■ Assigned task
Return the listing verbatim, images left out.

■ Provided information

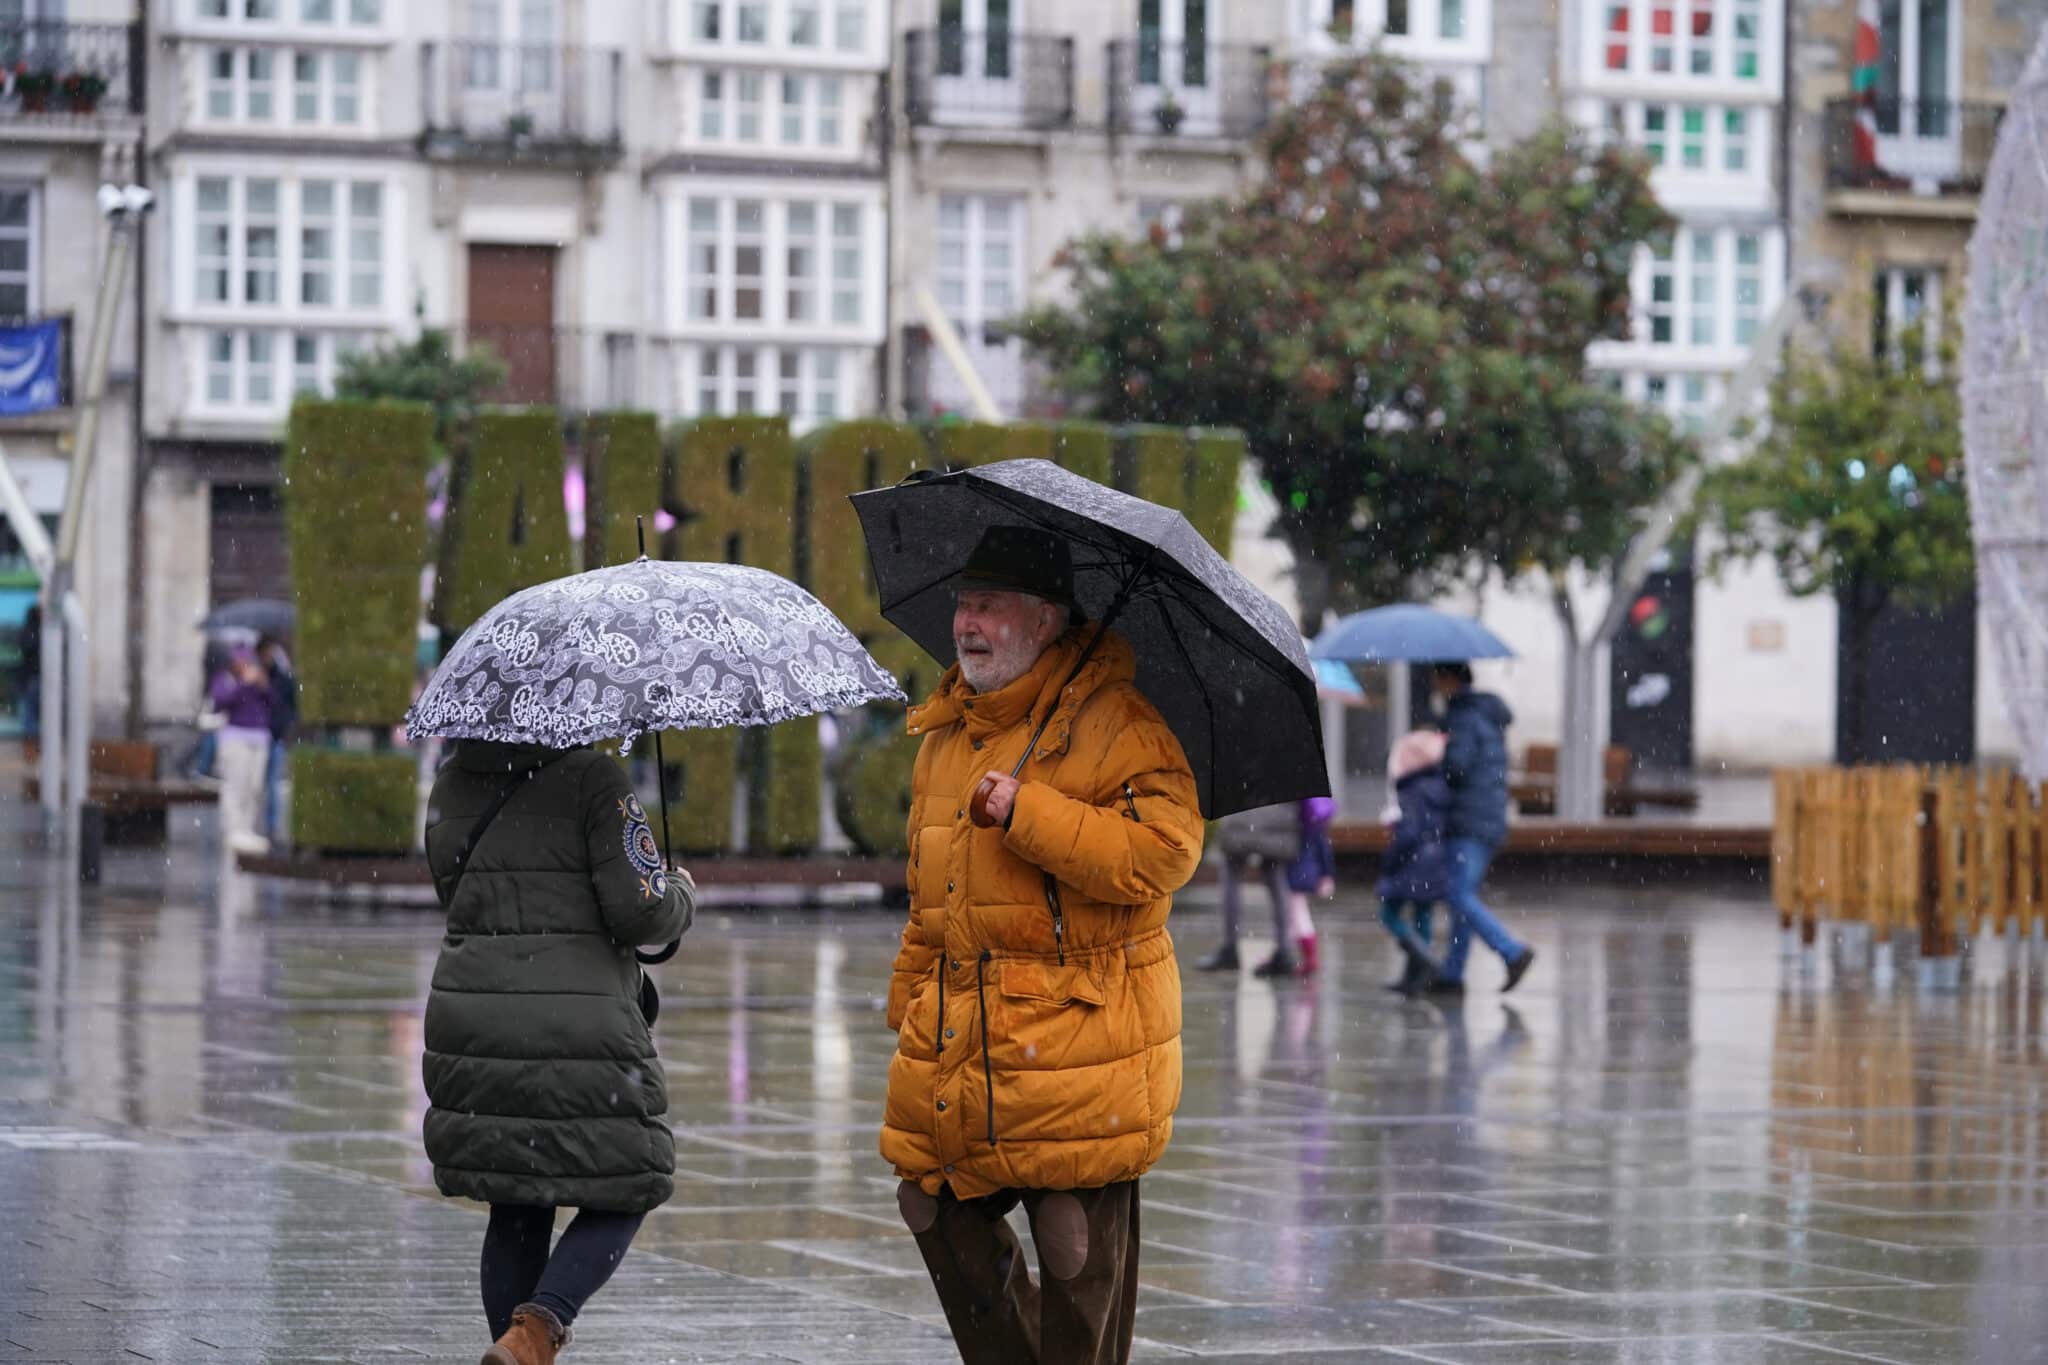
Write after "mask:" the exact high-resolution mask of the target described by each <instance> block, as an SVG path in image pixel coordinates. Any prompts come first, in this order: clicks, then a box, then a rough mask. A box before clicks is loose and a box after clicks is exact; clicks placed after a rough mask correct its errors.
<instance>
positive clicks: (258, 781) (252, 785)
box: [211, 649, 272, 853]
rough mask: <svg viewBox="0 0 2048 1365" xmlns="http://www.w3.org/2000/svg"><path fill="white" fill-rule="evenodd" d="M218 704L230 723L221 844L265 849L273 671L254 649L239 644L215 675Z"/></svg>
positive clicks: (266, 841) (244, 849) (218, 709)
mask: <svg viewBox="0 0 2048 1365" xmlns="http://www.w3.org/2000/svg"><path fill="white" fill-rule="evenodd" d="M211 694H213V706H215V710H219V712H221V716H225V720H227V724H225V726H221V733H219V757H217V772H219V776H221V847H223V849H227V851H229V853H266V851H270V841H268V839H264V837H262V833H260V829H262V806H264V774H266V772H268V767H270V704H272V698H270V677H268V673H264V667H262V663H258V661H256V653H254V651H250V649H238V651H236V653H233V657H231V659H229V661H227V667H225V669H221V673H219V675H215V679H213V688H211Z"/></svg>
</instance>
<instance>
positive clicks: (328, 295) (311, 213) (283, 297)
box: [184, 174, 387, 313]
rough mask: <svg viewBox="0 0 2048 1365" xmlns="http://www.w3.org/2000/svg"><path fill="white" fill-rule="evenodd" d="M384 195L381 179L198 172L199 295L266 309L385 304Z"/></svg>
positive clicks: (213, 305)
mask: <svg viewBox="0 0 2048 1365" xmlns="http://www.w3.org/2000/svg"><path fill="white" fill-rule="evenodd" d="M385 201H387V194H385V188H383V182H381V180H365V178H354V180H350V178H330V176H307V178H297V176H250V174H242V176H233V174H207V176H197V178H195V180H193V199H190V203H193V221H190V237H188V246H186V248H184V252H186V266H184V270H186V278H190V282H193V295H190V297H193V303H195V305H199V307H242V309H254V311H266V313H299V311H311V313H322V311H350V313H375V311H381V309H383V301H385V291H383V278H385V262H383V252H385V223H383V217H385V211H387V203H385Z"/></svg>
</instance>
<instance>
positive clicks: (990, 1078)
mask: <svg viewBox="0 0 2048 1365" xmlns="http://www.w3.org/2000/svg"><path fill="white" fill-rule="evenodd" d="M987 966H989V950H987V948H983V950H981V958H977V960H975V995H979V997H981V1081H983V1085H987V1087H989V1146H995V1072H993V1070H989V990H987Z"/></svg>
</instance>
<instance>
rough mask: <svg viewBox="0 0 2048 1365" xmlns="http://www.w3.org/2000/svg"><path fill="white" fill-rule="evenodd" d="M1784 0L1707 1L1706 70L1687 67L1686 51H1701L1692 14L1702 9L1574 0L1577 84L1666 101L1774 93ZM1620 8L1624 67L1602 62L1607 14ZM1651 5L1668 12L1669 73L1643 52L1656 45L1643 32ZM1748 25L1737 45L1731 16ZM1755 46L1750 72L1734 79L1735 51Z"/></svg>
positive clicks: (1776, 95) (1596, 0) (1644, 30)
mask: <svg viewBox="0 0 2048 1365" xmlns="http://www.w3.org/2000/svg"><path fill="white" fill-rule="evenodd" d="M1786 2H1788V0H1708V8H1706V12H1708V14H1710V16H1712V20H1710V37H1708V41H1706V43H1704V49H1706V51H1708V53H1710V57H1712V59H1710V70H1708V72H1704V74H1702V72H1696V70H1694V51H1696V49H1702V45H1700V43H1696V41H1694V37H1692V27H1694V25H1692V23H1690V20H1692V16H1694V14H1696V12H1698V10H1700V8H1702V6H1700V4H1696V2H1694V0H1577V4H1579V6H1581V8H1579V20H1581V23H1579V29H1581V35H1583V37H1581V47H1579V70H1581V84H1583V88H1589V90H1593V88H1597V90H1636V92H1640V94H1645V96H1649V98H1659V100H1671V102H1679V100H1683V102H1704V100H1710V98H1722V100H1733V102H1745V100H1757V98H1776V96H1778V92H1780V86H1782V80H1784V76H1782V72H1784V53H1782V35H1780V31H1782V27H1784V4H1786ZM1612 10H1626V14H1628V37H1626V41H1624V43H1620V47H1624V49H1626V65H1624V68H1620V70H1614V68H1610V65H1608V47H1610V41H1608V39H1610V29H1608V25H1610V14H1612ZM1657 10H1669V12H1671V35H1669V37H1671V41H1669V47H1671V70H1667V72H1659V70H1651V49H1653V47H1661V45H1663V43H1659V41H1657V39H1659V35H1653V33H1651V27H1653V23H1655V20H1653V16H1655V12H1657ZM1739 18H1747V20H1751V23H1753V25H1755V31H1757V33H1755V39H1753V43H1739V41H1737V35H1735V29H1737V20H1739ZM1751 45H1753V47H1755V57H1757V72H1755V76H1737V74H1735V65H1737V53H1739V51H1743V49H1745V47H1751Z"/></svg>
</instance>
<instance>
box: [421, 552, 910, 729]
mask: <svg viewBox="0 0 2048 1365" xmlns="http://www.w3.org/2000/svg"><path fill="white" fill-rule="evenodd" d="M881 700H891V702H901V700H905V698H903V690H901V688H899V686H897V681H895V677H891V675H889V673H887V671H885V669H883V665H879V663H874V659H872V657H870V655H868V651H864V649H862V647H860V641H856V639H854V634H852V630H848V628H846V626H844V624H842V622H840V618H838V616H834V614H831V612H829V610H827V608H825V606H823V604H821V602H819V600H817V598H813V596H811V593H807V591H805V589H801V587H797V585H795V583H791V581H788V579H784V577H780V575H774V573H768V571H766V569H748V567H745V565H709V563H674V561H662V559H647V557H641V559H637V561H633V563H629V565H616V567H610V569H592V571H590V573H578V575H571V577H565V579H555V581H553V583H541V585H537V587H528V589H524V591H518V593H512V596H510V598H506V600H504V602H500V604H498V606H494V608H492V610H489V612H485V614H483V618H481V620H477V624H473V626H471V628H469V630H465V632H463V639H461V641H457V643H455V649H451V651H449V657H446V659H442V661H440V667H438V669H434V677H432V679H430V681H428V684H426V692H422V694H420V700H418V702H414V706H412V710H410V712H408V714H406V731H408V733H412V735H438V737H442V739H496V741H502V743H512V745H547V747H551V749H573V747H575V745H588V743H596V741H604V739H616V741H621V743H625V745H631V743H633V741H637V739H639V737H641V735H645V733H649V731H653V733H657V735H659V731H688V729H723V726H729V724H778V722H782V720H795V718H799V716H815V714H819V712H825V710H846V708H854V706H864V704H866V702H881Z"/></svg>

■ Response area
Write after "mask:" the exact high-resolution mask of the target described by each <instance> block, as an SVG path in image pixel coordinates. Any prompts come first, in this order: clicks, then a box, then a rough mask. A box before clicks is loose and a box after clicks is exact; clicks placed after a rough mask correct its errors.
<instance>
positive clicks: (258, 781) (252, 785)
box: [211, 649, 272, 853]
rough mask: <svg viewBox="0 0 2048 1365" xmlns="http://www.w3.org/2000/svg"><path fill="white" fill-rule="evenodd" d="M218 704L230 723L221 844L265 849L273 671L254 649L239 644L215 675Z"/></svg>
positive clicks: (266, 841) (244, 849) (218, 709)
mask: <svg viewBox="0 0 2048 1365" xmlns="http://www.w3.org/2000/svg"><path fill="white" fill-rule="evenodd" d="M211 694H213V706H215V710H219V712H221V716H225V720H227V724H225V726H221V733H219V757H217V772H219V776H221V847H223V849H227V851H229V853H266V851H270V841H268V839H264V837H262V833H260V829H262V806H264V774H266V772H268V767H270V704H272V698H270V677H268V673H264V667H262V663H258V661H256V653H254V651H250V649H238V651H236V653H233V657H231V659H229V661H227V667H225V669H221V673H219V675H215V679H213V688H211Z"/></svg>
</instance>
<instance>
positive clicks: (328, 295) (311, 213) (283, 297)
box: [184, 174, 387, 313]
rough mask: <svg viewBox="0 0 2048 1365" xmlns="http://www.w3.org/2000/svg"><path fill="white" fill-rule="evenodd" d="M384 195L381 179L198 172L199 295L266 309L385 304Z"/></svg>
positive clicks: (213, 305)
mask: <svg viewBox="0 0 2048 1365" xmlns="http://www.w3.org/2000/svg"><path fill="white" fill-rule="evenodd" d="M385 201H387V194H385V188H383V182H381V180H365V178H354V180H350V178H330V176H307V178H297V176H250V174H242V176H233V174H207V176H197V178H195V180H193V199H190V203H193V221H190V237H188V246H186V248H184V252H186V266H184V270H186V278H190V282H193V295H190V297H193V303H195V305H199V307H242V309H254V311H266V313H299V311H311V313H322V311H350V313H375V311H381V309H383V301H385V291H383V278H385V262H383V252H385V223H383V217H385V211H387V203H385Z"/></svg>
</instance>
<instance>
positive clicks: (990, 1078)
mask: <svg viewBox="0 0 2048 1365" xmlns="http://www.w3.org/2000/svg"><path fill="white" fill-rule="evenodd" d="M987 966H989V950H987V948H983V950H981V958H977V960H975V995H979V997H981V1081H983V1085H987V1087H989V1146H995V1072H993V1070H989V990H987Z"/></svg>
</instance>
<instance>
rough mask: <svg viewBox="0 0 2048 1365" xmlns="http://www.w3.org/2000/svg"><path fill="white" fill-rule="evenodd" d="M1784 0L1707 1L1706 70L1687 67L1686 51H1701L1692 14L1702 9L1574 0L1577 84L1666 101L1774 93ZM1620 8L1624 67L1602 62L1607 14ZM1651 5L1668 12L1669 73L1643 52L1656 45L1643 32ZM1748 25L1737 45L1731 16ZM1755 46L1750 72L1734 79L1735 51Z"/></svg>
positive clicks: (1776, 95) (1596, 0) (1644, 30)
mask: <svg viewBox="0 0 2048 1365" xmlns="http://www.w3.org/2000/svg"><path fill="white" fill-rule="evenodd" d="M1786 2H1788V0H1708V8H1706V12H1708V14H1710V16H1712V20H1710V37H1708V41H1706V43H1704V49H1706V51H1708V53H1710V57H1712V59H1710V70H1708V72H1704V74H1702V72H1696V70H1694V51H1696V49H1702V45H1700V43H1696V41H1694V37H1692V27H1694V25H1692V23H1690V20H1692V16H1694V14H1696V12H1698V10H1700V8H1702V6H1700V4H1696V2H1694V0H1577V4H1579V6H1581V8H1579V20H1581V23H1579V29H1581V35H1583V37H1581V47H1579V70H1581V84H1583V88H1589V90H1593V88H1597V90H1636V92H1640V94H1645V96H1649V98H1659V100H1671V102H1679V100H1683V102H1704V100H1710V98H1722V100H1733V102H1745V100H1757V98H1776V96H1778V92H1780V86H1782V80H1784V76H1782V72H1784V53H1782V35H1780V31H1782V27H1784V4H1786ZM1612 10H1626V14H1628V37H1626V41H1624V43H1620V47H1624V49H1626V65H1624V68H1620V70H1614V68H1610V65H1608V47H1610V41H1608V39H1610V29H1608V25H1610V14H1612ZM1657 10H1669V12H1671V35H1669V37H1671V41H1669V47H1671V70H1667V72H1659V70H1651V49H1653V47H1661V45H1663V43H1659V41H1657V39H1659V35H1653V33H1651V27H1653V23H1655V20H1653V16H1655V12H1657ZM1739 18H1747V20H1751V23H1753V25H1755V31H1757V33H1755V39H1753V43H1739V41H1737V35H1735V29H1737V20H1739ZM1751 45H1753V47H1755V57H1757V72H1755V76H1737V74H1735V65H1737V53H1739V51H1743V49H1745V47H1751Z"/></svg>
</instance>
<instance>
box: [421, 552, 910, 729]
mask: <svg viewBox="0 0 2048 1365" xmlns="http://www.w3.org/2000/svg"><path fill="white" fill-rule="evenodd" d="M881 700H891V702H901V700H905V698H903V690H901V688H899V686H897V681H895V677H891V675H889V673H887V671H885V669H883V665H879V663H874V659H872V657H870V655H868V651H864V649H862V647H860V641H856V639H854V634H852V630H848V628H846V626H844V624H842V622H840V618H838V616H834V614H831V612H829V610H827V608H825V606H823V604H821V602H819V600H817V598H813V596H811V593H807V591H805V589H801V587H797V585H795V583H791V581H788V579H784V577H780V575H774V573H768V571H766V569H748V567H745V565H709V563H674V561H662V559H647V557H641V559H637V561H633V563H629V565H616V567H610V569H592V571H590V573H578V575H571V577H565V579H555V581H553V583H541V585H537V587H528V589H524V591H518V593H512V596H510V598H506V600H504V602H500V604H498V606H494V608H492V610H489V612H485V614H483V618H481V620H477V624H473V626H471V628H469V630H465V632H463V639H461V641H457V643H455V649H451V651H449V657H446V659H442V661H440V667H438V669H434V677H432V679H430V681H428V684H426V692H422V694H420V700H418V702H414V706H412V710H410V712H408V714H406V731H408V733H412V735H438V737H442V739H496V741H502V743H512V745H547V747H551V749H573V747H575V745H588V743H596V741H604V739H616V741H621V743H625V745H631V743H633V741H637V739H639V737H641V735H645V733H649V731H653V733H657V735H659V731H688V729H723V726H729V724H778V722H782V720H795V718H799V716H815V714H819V712H825V710H846V708H854V706H864V704H866V702H881Z"/></svg>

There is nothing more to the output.